====== THE DATA ======
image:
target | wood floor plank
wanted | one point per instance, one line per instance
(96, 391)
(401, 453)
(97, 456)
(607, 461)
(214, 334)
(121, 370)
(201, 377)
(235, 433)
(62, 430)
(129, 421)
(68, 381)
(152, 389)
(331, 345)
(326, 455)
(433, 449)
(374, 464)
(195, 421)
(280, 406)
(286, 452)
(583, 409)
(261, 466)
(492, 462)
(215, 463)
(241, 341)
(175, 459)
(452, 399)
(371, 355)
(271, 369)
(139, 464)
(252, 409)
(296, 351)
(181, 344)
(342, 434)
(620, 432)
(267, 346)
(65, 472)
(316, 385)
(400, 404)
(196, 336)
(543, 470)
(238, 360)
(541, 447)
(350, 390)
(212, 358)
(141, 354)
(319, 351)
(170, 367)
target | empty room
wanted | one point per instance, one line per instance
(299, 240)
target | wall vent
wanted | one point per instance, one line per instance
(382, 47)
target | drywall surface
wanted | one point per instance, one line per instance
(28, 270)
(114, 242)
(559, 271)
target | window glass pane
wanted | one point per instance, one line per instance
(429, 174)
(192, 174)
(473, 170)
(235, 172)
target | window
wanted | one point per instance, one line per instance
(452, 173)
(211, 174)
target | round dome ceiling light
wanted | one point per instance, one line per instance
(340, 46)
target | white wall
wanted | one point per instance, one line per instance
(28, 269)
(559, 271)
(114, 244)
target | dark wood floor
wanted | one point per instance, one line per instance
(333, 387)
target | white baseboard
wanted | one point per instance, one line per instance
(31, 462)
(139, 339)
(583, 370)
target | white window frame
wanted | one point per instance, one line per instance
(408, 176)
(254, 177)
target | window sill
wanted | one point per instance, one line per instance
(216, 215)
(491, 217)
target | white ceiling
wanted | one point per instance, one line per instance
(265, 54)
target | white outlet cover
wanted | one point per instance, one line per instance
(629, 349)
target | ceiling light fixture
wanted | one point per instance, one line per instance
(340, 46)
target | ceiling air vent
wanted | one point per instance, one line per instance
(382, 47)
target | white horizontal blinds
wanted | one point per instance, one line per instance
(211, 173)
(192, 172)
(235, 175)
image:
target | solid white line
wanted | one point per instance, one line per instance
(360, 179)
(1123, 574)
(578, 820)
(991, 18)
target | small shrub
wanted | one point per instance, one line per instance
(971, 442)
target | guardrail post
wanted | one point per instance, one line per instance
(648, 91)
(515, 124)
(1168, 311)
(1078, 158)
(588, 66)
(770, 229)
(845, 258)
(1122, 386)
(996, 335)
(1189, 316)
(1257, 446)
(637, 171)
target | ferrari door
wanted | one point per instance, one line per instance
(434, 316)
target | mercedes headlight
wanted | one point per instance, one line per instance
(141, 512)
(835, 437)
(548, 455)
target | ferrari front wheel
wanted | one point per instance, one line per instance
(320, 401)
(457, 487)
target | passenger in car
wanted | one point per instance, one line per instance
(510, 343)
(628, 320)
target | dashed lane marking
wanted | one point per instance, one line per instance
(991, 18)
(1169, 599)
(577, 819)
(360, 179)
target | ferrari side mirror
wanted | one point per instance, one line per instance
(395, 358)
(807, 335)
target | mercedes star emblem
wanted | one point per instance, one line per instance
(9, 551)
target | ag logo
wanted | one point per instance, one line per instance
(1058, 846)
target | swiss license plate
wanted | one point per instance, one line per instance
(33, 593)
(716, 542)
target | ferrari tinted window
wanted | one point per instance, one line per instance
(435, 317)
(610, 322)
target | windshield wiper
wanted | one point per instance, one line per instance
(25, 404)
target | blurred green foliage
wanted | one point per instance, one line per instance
======
* _WORK TO COMPLETE_: All that is needed is the line containing "target | solid white line" and each line after it to the end of the data above, set down exactly.

* _ANSWER BELOW_:
target | solid white line
wanted | one point per instance, one line per instance
(360, 179)
(1123, 574)
(578, 820)
(991, 18)
target | small shrub
wanted | one point per instance, one line per instance
(971, 442)
target | guardrail post
wanted | one point per instance, one line per instance
(648, 91)
(515, 124)
(1168, 311)
(1078, 158)
(588, 66)
(770, 229)
(845, 258)
(1122, 386)
(996, 335)
(1189, 316)
(1257, 446)
(637, 171)
target | ferrari door
wanted | one point per instance, one line per instance
(434, 316)
target | mercedes headlight
wanted | one point per instance, one line per instance
(141, 512)
(835, 437)
(548, 455)
target | ferrari front wheel
wanted | one point per instance, one line per instance
(320, 401)
(457, 487)
target | passenger in car
wanted | one point per instance, one line per instance
(510, 343)
(628, 320)
target | dashed lane marking
wanted | one point per instance, one line per instance
(991, 18)
(1169, 599)
(577, 819)
(360, 179)
target | ferrari side mirror
wanted | one point per instance, one line per instance
(395, 358)
(807, 335)
target | mercedes star emblem
wanted | one point per instance, one line per instance
(9, 551)
target | ag logo
wanted | one point per instance, one line per instance
(1058, 846)
target | swiss license plate
wanted | one point per instance, one line per instance
(33, 593)
(716, 542)
target | ferrari tinted window
wanted | one point per instance, one line per instance
(435, 317)
(610, 322)
target | windshield wiper
wanted | one point per instance, one line per instance
(25, 404)
target | blurred green foliage
wanted | one point per instance, one line per instance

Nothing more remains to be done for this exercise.